KEEP A TRASH BAG UNDER YOUR BED FOR WRAPPERS AND STUFF BUT DONT FORGET TO THROW IT OUT WHENEVER YOU CAN. BUGS YKNOW.
Hope this helped.

I might have some useful info to add.

-a jar of peanut butter is long lasting and easy to hide under a bed or in a dresser drawer. I lived off of jars of peanut butter and boxes of saltine crackers I would buy on grocery trips with my mom.

-two words: Slipper Socks. These are the socks that have rubber designs on the bottom for grip. They make no noise, and also keep you steady on slicker surfaces like tile and wood. You can find them cheap at Walmart. They also keep your feet more protected if you’re outside.

-if you’re secure enough in your room to have a small food stash, make sure you’re not too obvious about it (duh) but also move its location every few days. I kept mine in a shoebox under my bed, then switched it to a backpack in my closet, then wedged between my bookshelf and wall, and I would cycle locations until i moved it permanently to a false-bottomed drawer I installed in my dresser when my father was gone for a weekend. I would NEVER put food directly into my stash after taking it. I would keep it in pockets of my clothes and between books until everyone went to sleep, then I’d stock and stow my stash for the next few days.

DATASET EXCERPT
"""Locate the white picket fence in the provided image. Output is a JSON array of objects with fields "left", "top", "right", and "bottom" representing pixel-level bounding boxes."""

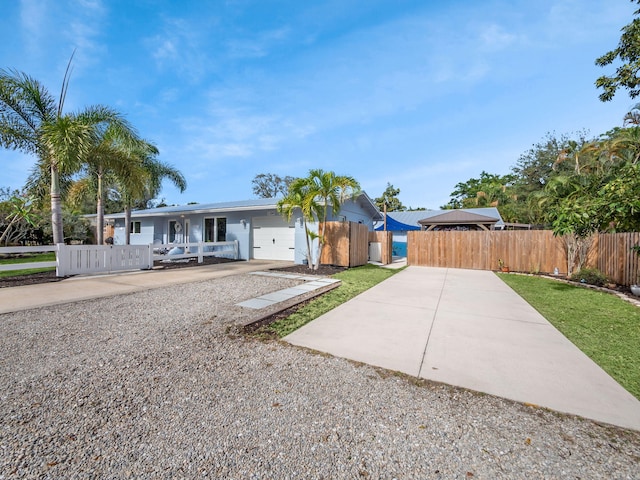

PROBLEMS TO WORK ON
(A) Rewrite the paragraph in the advice text that begins "-two words: Slipper Socks" in shorter form, keeping its main facts.
(B) Write out the stretch of the advice text that begins at the words "I might have" and stops after "with my mom.", swapping in "almond butter" for every "peanut butter".
(C) Summarize the advice text in two sentences.

RESPONSES BY TASK
(A) Slipper socks have rubber grips on the bottom. They make no noise, keep you steady on slick surfaces like tile and wood, are cheap at Walmart, and protect your feet better outside.

(B)
I might have some useful info to add.

-a jar of almond butter is long lasting and easy to hide under a bed or in a dresser drawer. I lived off of jars of almond butter and boxes of saltine crackers I would buy on grocery trips with my mom.

(C) The advice text recommends keeping a trash bag under the bed for wrappers and emptying it often because of bugs, relying on long-lasting peanut butter and saltine crackers, and wearing slipper socks, which are quiet and grip slick floors. It also advises keeping a food stash inconspicuous, moving it every few days, and holding taken food in pockets or between books until everyone is asleep before adding it to the stash.